Planteome / samara

extracts plant trait data from open data sources like apsnet and ars-grin
MIT License
5 stars 3 forks source link

apsnet common disease pages no longer available via http://www.apsnet.org/publications/commonnames/Pages/default.aspx #57

Closed jhpoelen closed 5 years ago

jhpoelen commented 5 years ago

Samara supports extracting of plant diseases from http://www.apsnet.org/publications/commonnames/Pages/default.aspx .

After checking logs, it appears that the resources are no longer available via apsnet.org. Thanks to https://build.berkeleybop.org/view/Planteome/job/extract-apsnet-diseases , I was able to see that the pages were last seen on 11 Oct 2018 . The last available scrape has been included in the repository at https://github.com/globalbioticinteractions/aps .

from https://build.berkeleybop.org/view/Planteome/job/extract-apsnet-diseases/168/console :

[http://www.apsnet.org/publications/commonnames/Pages/default.aspx] download failed because of:
org.jsoup.HttpStatusException: HTTP error fetching URL. Status=404, URL=https://www.apsnet.org/publications/commonnames/Pages/default.aspx
jhpoelen commented 5 years ago

@cmungall @marieALaporte @jaiswalp - please note that APS's common names for disease pages were last available on 2018-10-11 . I was unable to find the new location of the pages if there is any. Please holler if you know more about this.

== Data extract ==
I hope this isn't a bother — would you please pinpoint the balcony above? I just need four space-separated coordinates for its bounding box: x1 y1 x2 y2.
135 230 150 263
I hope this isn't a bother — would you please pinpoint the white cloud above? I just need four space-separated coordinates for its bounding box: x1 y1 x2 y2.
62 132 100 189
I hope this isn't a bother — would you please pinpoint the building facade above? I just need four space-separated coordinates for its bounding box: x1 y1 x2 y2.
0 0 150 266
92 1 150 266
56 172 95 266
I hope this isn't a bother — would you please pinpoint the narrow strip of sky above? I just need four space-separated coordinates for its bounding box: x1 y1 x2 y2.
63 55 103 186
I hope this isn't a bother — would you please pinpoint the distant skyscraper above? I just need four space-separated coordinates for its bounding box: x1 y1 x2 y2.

== What to produce ==
Continue the issue thread about the unavailable APSnet common disease-name pages, starting after its final comment.

== Response for this exercise ==
marieALaporte commented 5 years ago

This is the new link. They just changed the website apparently. @jhpoelen, are you trying to update the data?

jhpoelen commented 5 years ago

Turns out that the pages were moved to https://www.apsnet.org/edcenter/resources/commonnames/Pages/default.aspx . . . updating .

jhpoelen commented 5 years ago

Thanks @marieALaporte .

jhpoelen commented 5 years ago

@marieALaporte the job at https://build.berkeleybop.org/view/Planteome/job/extract-apsnet-diseases has been updating the data on a regular interval. Until today, GloBI was harvesting the most recent aps scrape.

jhpoelen commented 5 years ago

Updated samara to use new endpoint. Please note that workarounds for new issues #58 and #59 were implemented. Ideally, we'd convince the American Phytopathological Society to publish their common names for diseases in a more structured format.